_QUESTIONS:_
**a.** Please list the traditional ingredients in the romantic stew of our lives that the passage on Up in the Air below names.
**b.** Continue the passage on Up in the Air from its final sentence.

_DOCUMENT SECTION:_
=== Begin Enclosure ===

Up in the Air has drawn some admiration for the ending, and, yes, it’s less resolved than we are used to (and Reitman has been very forthcoming with praise for himself on this and other matters) from our romantic comedies, but “sad” and “open” are not automatically synonymous with “good” and “reflective of common sense”. Clooney is left at the end, after reaching out to the girl (Vera Farmiga), still rootless, still hunky, still gainfully employed. We’re supposed to gather that he didn’t recognize the charms of his typically boorish family soon enough. This is an insidious, disgusting self-entitlement: Clooney holds everyone at arm’s length for his entire life and we’re to take it as tragedy that he’s rebuffed once. Rejection, doubt, embarrassment, self-loathing, these are traditional ingredients in the romantic stew of our lives, and we continually swallow them for the brief moments that someone looks into our eyes just right, or kisses us just right, or touches our shoulder just right, or leans into us just right, we weather the pain out of hope. Clooney is meant to be taken as damned, as symptomatic of our culture, when he’s just a superstar who has actually undergone a humbling, human, experience; if anything, that is a happy ending, but the movie doesn’t know that, and it doesn’t know anything else either.

=== End Enclosure ===

_DATASET ENTRIES:_
=== Begin Enclosure ===

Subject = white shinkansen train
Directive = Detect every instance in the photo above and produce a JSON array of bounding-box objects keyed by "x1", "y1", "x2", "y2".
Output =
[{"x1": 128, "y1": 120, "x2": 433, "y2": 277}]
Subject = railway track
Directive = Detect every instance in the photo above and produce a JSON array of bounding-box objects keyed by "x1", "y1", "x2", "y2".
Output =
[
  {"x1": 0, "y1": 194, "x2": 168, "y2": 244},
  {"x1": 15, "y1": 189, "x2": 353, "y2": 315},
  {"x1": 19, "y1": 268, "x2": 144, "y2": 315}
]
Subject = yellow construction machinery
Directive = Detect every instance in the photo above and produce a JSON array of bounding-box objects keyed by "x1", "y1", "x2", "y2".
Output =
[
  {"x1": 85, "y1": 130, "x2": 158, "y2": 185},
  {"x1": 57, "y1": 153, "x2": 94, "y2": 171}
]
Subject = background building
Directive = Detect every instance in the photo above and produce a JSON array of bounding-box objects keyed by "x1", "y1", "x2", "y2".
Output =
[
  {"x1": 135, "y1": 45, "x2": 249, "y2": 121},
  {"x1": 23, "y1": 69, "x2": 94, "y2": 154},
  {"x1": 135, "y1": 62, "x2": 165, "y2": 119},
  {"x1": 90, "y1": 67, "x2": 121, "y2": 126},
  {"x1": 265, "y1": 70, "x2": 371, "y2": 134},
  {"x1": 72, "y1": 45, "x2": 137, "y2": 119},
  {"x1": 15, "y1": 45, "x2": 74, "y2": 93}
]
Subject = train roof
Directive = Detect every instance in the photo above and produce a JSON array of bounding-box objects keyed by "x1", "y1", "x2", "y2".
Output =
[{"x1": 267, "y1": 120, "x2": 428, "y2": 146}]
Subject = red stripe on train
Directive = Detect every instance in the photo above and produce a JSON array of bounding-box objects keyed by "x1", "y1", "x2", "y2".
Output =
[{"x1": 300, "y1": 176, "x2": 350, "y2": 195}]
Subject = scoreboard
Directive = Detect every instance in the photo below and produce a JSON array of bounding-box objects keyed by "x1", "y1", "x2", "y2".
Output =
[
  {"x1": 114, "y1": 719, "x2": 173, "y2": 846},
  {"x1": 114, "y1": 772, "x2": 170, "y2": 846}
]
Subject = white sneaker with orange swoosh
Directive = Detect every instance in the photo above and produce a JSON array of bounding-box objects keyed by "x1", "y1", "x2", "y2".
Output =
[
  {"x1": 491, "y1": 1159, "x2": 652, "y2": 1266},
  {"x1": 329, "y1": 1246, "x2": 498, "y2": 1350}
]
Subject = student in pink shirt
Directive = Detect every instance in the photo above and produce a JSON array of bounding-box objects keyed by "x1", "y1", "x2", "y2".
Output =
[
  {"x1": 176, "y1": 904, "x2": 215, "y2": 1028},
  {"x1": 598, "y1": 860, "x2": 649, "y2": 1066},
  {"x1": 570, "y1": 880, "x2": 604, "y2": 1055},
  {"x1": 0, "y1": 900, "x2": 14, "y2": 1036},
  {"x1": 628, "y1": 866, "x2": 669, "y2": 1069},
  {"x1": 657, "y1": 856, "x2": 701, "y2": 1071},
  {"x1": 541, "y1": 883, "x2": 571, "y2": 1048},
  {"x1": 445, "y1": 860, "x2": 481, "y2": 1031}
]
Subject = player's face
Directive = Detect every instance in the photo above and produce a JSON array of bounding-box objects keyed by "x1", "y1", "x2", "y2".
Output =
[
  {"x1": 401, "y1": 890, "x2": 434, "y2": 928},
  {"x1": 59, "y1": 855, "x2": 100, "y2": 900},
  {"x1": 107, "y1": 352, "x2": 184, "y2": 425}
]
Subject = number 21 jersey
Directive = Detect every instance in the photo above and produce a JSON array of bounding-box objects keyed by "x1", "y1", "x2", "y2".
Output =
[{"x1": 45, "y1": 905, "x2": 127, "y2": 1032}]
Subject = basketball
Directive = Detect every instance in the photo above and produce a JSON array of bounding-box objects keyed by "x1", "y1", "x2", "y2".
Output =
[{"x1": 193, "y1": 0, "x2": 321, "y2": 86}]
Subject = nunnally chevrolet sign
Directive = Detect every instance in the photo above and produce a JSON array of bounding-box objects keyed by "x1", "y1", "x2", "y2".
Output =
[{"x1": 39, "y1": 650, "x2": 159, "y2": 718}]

=== End Enclosure ===

_ANSWER SET:_
**a.** Rejection, doubt, embarrassment, self-loathing

**b.**
Clooney does nearly career best work however, his age is showing more, and he has an unforced gravity that Up in the Air doesn’t earn. Farmiga is sexy and slightly skewed in that fashion that is becoming distinctive of her, and she has a legitimately intimate, hot chemistry with her leading man. You hope these two will one day have the opportunity to work together in a real movie.